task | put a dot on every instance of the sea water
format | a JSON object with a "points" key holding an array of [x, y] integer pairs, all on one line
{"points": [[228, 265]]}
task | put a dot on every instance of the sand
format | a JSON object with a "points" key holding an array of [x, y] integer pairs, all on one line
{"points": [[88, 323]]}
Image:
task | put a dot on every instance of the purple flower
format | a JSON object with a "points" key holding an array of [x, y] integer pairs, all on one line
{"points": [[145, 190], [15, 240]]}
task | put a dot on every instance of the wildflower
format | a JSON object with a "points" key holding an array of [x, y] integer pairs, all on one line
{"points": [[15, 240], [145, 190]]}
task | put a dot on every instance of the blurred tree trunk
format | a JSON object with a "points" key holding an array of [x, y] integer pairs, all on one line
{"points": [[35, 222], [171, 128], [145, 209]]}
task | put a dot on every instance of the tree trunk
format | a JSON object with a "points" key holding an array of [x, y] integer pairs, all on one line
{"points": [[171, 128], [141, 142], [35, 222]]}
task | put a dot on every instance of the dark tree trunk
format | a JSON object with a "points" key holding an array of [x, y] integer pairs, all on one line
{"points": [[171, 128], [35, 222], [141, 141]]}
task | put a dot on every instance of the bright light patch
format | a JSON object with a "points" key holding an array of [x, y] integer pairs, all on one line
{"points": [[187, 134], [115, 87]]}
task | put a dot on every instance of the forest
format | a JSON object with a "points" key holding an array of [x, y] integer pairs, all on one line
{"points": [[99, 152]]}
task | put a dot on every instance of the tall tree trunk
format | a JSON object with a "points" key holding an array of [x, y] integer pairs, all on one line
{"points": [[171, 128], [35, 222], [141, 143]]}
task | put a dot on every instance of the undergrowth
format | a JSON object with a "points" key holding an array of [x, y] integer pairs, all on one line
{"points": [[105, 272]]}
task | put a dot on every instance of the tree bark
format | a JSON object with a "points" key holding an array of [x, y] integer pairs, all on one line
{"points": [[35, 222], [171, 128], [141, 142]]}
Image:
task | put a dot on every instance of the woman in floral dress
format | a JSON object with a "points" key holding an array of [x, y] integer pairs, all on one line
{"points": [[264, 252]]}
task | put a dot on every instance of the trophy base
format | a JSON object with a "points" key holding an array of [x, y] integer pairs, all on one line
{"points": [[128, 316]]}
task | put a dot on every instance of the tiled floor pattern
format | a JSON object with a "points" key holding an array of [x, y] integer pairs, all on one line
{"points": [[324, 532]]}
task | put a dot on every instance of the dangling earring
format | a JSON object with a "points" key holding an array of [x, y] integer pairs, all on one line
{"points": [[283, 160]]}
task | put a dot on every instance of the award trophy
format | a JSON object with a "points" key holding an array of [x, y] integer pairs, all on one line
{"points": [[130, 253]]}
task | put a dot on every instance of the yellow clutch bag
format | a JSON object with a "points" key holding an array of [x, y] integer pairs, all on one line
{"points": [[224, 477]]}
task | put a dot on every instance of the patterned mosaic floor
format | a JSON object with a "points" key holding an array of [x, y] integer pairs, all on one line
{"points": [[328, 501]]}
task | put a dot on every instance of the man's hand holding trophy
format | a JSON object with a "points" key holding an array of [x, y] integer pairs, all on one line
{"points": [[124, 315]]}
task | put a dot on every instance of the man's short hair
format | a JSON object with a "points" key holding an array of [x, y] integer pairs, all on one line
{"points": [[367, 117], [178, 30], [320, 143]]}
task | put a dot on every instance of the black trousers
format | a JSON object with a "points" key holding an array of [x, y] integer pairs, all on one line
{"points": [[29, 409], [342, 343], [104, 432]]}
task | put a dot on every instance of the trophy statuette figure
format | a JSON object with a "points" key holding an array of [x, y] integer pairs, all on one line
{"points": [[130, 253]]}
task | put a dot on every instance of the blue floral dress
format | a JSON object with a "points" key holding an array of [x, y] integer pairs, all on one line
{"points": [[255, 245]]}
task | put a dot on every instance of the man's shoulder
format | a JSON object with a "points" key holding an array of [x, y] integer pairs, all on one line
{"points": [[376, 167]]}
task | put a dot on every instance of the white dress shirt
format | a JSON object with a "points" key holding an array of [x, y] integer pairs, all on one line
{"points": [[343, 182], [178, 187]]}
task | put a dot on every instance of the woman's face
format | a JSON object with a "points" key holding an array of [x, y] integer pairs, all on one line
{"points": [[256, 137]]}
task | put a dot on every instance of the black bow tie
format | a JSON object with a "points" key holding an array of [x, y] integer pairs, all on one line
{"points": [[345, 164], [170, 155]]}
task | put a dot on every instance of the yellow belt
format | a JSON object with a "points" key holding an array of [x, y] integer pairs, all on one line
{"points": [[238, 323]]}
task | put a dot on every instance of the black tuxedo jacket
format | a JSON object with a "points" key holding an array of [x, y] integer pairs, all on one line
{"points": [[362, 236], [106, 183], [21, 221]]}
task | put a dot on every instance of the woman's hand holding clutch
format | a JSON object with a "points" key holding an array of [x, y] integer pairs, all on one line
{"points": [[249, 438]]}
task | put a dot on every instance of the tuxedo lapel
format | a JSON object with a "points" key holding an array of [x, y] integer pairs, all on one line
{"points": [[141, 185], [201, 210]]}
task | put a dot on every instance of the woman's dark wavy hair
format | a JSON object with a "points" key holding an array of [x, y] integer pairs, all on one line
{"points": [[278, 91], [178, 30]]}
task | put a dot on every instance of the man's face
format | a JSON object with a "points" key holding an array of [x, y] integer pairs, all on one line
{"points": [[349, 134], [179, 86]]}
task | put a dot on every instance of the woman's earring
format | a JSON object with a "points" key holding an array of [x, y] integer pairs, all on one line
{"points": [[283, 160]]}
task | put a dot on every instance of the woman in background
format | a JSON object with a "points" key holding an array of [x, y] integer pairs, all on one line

_ _ _ _

**WHAT TO DO**
Could you write out all the entries again, swapping "put a dot on" for "mark" and leaving everything else the same?

**TASK OUTPUT**
task | mark every instance of the sea water
format | a JSON object with a "points" key holding an array of [x, y] integer pairs, all on one line
{"points": [[228, 265]]}
task | mark every instance of the sand
format | a JSON object with a "points" key holding an array of [x, y] integer pairs, all on one line
{"points": [[88, 323]]}
Image:
task | mark every instance of the purple flower
format | a JSON object with a "points" key holding an array of [x, y] integer pairs, all on one line
{"points": [[145, 190], [15, 240]]}
task | mark every instance of the wildflower
format | a JSON object with a "points" key holding an array of [x, y] integer pairs, all on one line
{"points": [[15, 240], [145, 190]]}
task | mark every instance of the blurred tree trunk
format | a JSON object with a "points" key holding an array of [x, y] integer pairs, all on one line
{"points": [[35, 222], [171, 128], [145, 209]]}
task | mark every instance of the tree trunk
format | a JSON object with a "points" key holding an array of [x, y] integer pairs, all on one line
{"points": [[171, 128], [141, 142], [35, 222]]}
task | mark every instance of the dark tree trunk
format | a JSON object with a "points" key holding an array of [x, y] integer pairs, all on one line
{"points": [[171, 128], [35, 222], [141, 141]]}
task | mark every instance of the bright light patch
format | a JSON object with a "points" key holding an array of [x, y] integer pairs, all on one line
{"points": [[187, 134], [115, 87]]}
task | mark every instance of the forest
format | a JSON object with a "points" key holding an array of [x, y] integer pairs, all on one line
{"points": [[99, 152]]}
task | mark every instance of the tall tree trunk
format | a JSON object with a "points" key holding an array of [x, y] integer pairs, all on one line
{"points": [[171, 128], [35, 222], [141, 143]]}
task | mark every instance of the undergrowth
format | a JSON object with a "points" key holding an array of [x, y] integer pairs, all on one line
{"points": [[105, 272]]}
task | mark every instance of the tree bark
format | a JSON object with a "points" key holding an array of [x, y] integer pairs, all on one line
{"points": [[35, 222], [171, 128], [141, 142]]}
Image:
task | mark every instance of the woman in floral dress
format | a JSON object with a "points" key holding an array of [x, y] integer pairs, all on one line
{"points": [[264, 252]]}
task | mark every instance of the trophy base
format | a JSON object with a "points" key holding an array of [x, y] integer pairs, all on one line
{"points": [[128, 316]]}
task | mark every instance of the tiled floor pattern
format | a JSON object with a "points" key holding an array of [x, y] integer pairs, all on one line
{"points": [[324, 532]]}
task | mark every instance of the dangling earring
format | a JSON object with a "points" key holding an array of [x, y] integer pairs, all on one line
{"points": [[283, 160]]}
task | mark every instance of the award trophy
format | a JSON object with a "points" key holding an array of [x, y] integer pairs, all on one line
{"points": [[130, 253]]}
task | mark every instance of the yellow clutch bag
format | a JSON object with a "points" key holding an array of [x, y] integer pairs, all on one line
{"points": [[224, 477]]}
task | mark every instance of the patterned mosaic floor
format | a JSON object with a "points" key holding an array of [x, y] integer pairs, all on one line
{"points": [[328, 501]]}
task | mark every instance of the man's hand holding trophy
format | a JSON object with a "points" key holding an array of [x, y] integer pairs, all on one line
{"points": [[124, 315]]}
task | mark every instance of the man's short hair
format | a JSON object with a "points" key holding an array of [x, y] integer pairs, all on one line
{"points": [[367, 117], [178, 30], [320, 143]]}
task | mark every instance of the black trousers
format | a JSON object with a "points" key holding an array of [x, y] integer pairs, all on one line
{"points": [[29, 409], [342, 343], [104, 432]]}
task | mark every instance of the trophy statuette figure
format | a JSON object with a "points" key holding an array of [x, y] integer pairs, all on one line
{"points": [[130, 253]]}
task | mark every instance of the blue floral dress
format | a JSON object with a "points" key holding an array of [x, y] integer pairs, all on one line
{"points": [[255, 245]]}
task | mark every instance of the man's shoulder
format | a JSON object with a "points" key holding an array of [x, y] integer pairs, all on one line
{"points": [[376, 167]]}
task | mark every instance of the white dress shirt
format | a JSON object with a "points" key holding an array of [x, y] integer pairs, all on one line
{"points": [[343, 182], [178, 187]]}
task | mark every instance of the woman's face
format | a JSON object with a "points" key holding an array of [x, y] integer pairs, all on one line
{"points": [[256, 137]]}
task | mark every instance of the black bow tie
format | a JSON object with a "points" key holding an array of [x, y] integer pairs, all on one line
{"points": [[345, 164], [170, 155]]}
task | mark every instance of the yellow belt
format | a JSON object with a "points" key holding an array of [x, y] integer pairs, all on one line
{"points": [[238, 323]]}
task | mark every instance of the black tuxedo jacket
format | a JSON object with a "points" key holding an array of [x, y] integer pairs, all on one line
{"points": [[362, 236], [106, 183], [21, 221]]}
task | mark every instance of the woman's hand holding clutch
format | a JSON object with a "points" key holding an array of [x, y] integer pairs, all on one line
{"points": [[249, 438]]}
task | mark every instance of the tuxedo lapel
format | a JSON object with a "points" key holding an array of [x, y] integer pairs, all on one line
{"points": [[141, 185], [201, 210]]}
task | mark every instance of the woman's dark wavy hair
format | a JSON object with a "points" key holding an array of [x, y] integer pairs, all on one line
{"points": [[278, 91], [178, 30]]}
task | mark every instance of the man's face
format | a JSON object with a "points" key holding an array of [x, y] integer pairs, all on one line
{"points": [[349, 134], [179, 86]]}
task | mark every instance of the woman's earring
format | a JSON object with a "points" key holding an array of [x, y] integer pairs, all on one line
{"points": [[283, 160]]}
task | mark every instance of the woman in background
format | a JSON object with a "points" key holding an array of [x, y] integer pairs, all on one line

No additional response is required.